*TASK DETAILS:* Continue the write-up below on matrix columns and matrix-vector multiplication, picking up right after its last sentence.

*TEXT TO READ:*
====

Let A \in \R^{N \times M} be an (N, M) matrix, A_m be the m-th column vector, and a_n be the n-th row vector of A.
\begin{align*}
A = \begin{pmatrix}
a_{11} & a_{12} & \dots & a_{1M} \\
a_{21} & a_{22} & \dots & a_{2M} \\
\vdots & \vdots & \ddots & \vdots \\
a_{N1} & a_{N2} & \dots & a_{NM} \\
\end{pmatrix}
,\quad
A_m = \begin{pmatrix}
a_{1m} \\
a_{2m} \\
\vdots \\
a_{Nm}
\end{pmatrix} \in \R^N
,\quad
a_n = \begin{pmatrix}
a_{n1} \\
a_{n2} \\
\dots \\
a_{nM}
\end{pmatrix} \in \R^M
\end{align*}
Using the column vector and the row vector, A can also be represented as:
\begin{align*}
A
= \begin{pmatrix} A_1 & A_2 & \dots & A_M \end{pmatrix}
= \begin{pmatrix}
a_1^\top \\
a_2^\top \\
\vdots \\
a_N^\top
\end{pmatrix}
\end{align*}
Let's consider a matrix vector multiplication A e_m where e_m represents a unit vector whose m-th element is 1 otherwise 0.
\begin{align*}
A e_m &= A_m
,\quad
e_m = \begin{pmatrix}
0 \\
\vdots \\
1 \\
\vdots \\
0
\end{pmatrix} \in \R^N
\end{align*}
We can regard the matrix A as the list of destinations of each \set{e_m}_{m=1}^M.
Next, let's consider A x.
\begin{align*}
A x &= \sum_{m=1}^M x_m A_m
,\quad x = \begin{pmatrix}
x_1 \\
x_2 \\
\vdots \\
x_M
\end{pmatrix} \in \R^M
,\quad x_m \in \R
,\quad a_m \in \R^N
\end{align*}
We can understand this equation as A x is decomposed as the summation of directions A_m with the weight x_m.

====

*DATASET CONTENT:*

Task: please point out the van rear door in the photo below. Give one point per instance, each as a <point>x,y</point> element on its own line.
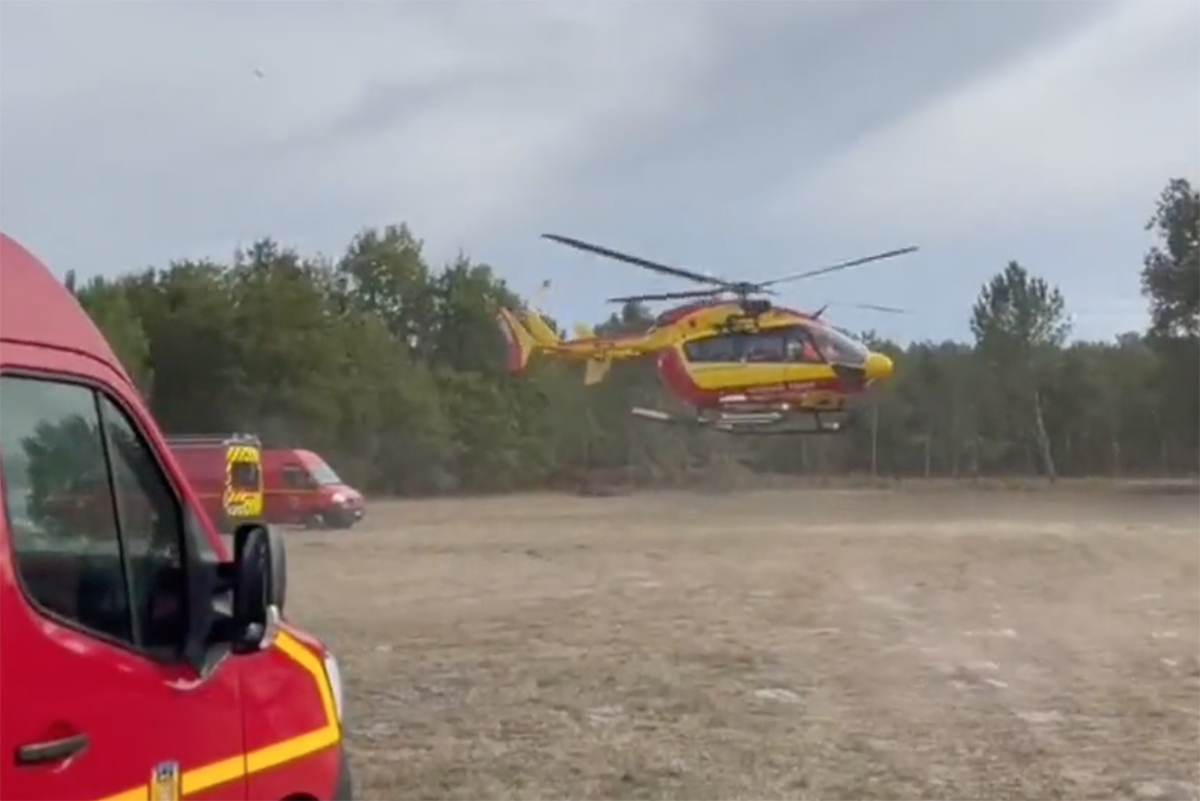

====

*THE OUTPUT:*
From another point of view, A x will be a list of inner products a_n^\top x.
\begin{align*}
A x &= \begin{pmatrix}
a_1^\top x \\
a_2^\top x \\
\vdots \\
a_N^\top x \\
\end{pmatrix} \in \R^M
,\quad a_n = \begin{pmatrix}a_{n1} \\ \vdots \\ a_{nM}\end{pmatrix} \in \R^M
\end{align*}
where a_n is the n-th row vector of A.
Let A \in \R^{N \times N} be a square matrix,
\begin{align*}
A^{-1} A_m &= e_m \\
A^{-1} \begin{pmatrix} A_1 & A_2 & \dots & A_M \end{pmatrix} &= \begin{pmatrix} e_1 & e_2 & \dots & e_M \end{pmatrix}
\end{align*}
\begin{align*}
\end{align*}
\begin{align*}
A^{-1} \left( \sum_{n=1}^N x_n A_n \right) = x ,\quad x \in \R^{N}
\end{align*}
because
\begin{align*}
A x = \sum_{n=1}^N x_n A_n \\
A^{-1} A x = A^{-1} \left( \sum_{n=1}^N x_n A_n \right) \\
x = A^{-1} \left( \sum_{n=1}^N x_n A_n \right) \\
\end{align*}
If A^{-1} exists, \forall y \in \R^N can be represented as a linear combination y = x_1 A_1 + \dots + x_N A_N = A x.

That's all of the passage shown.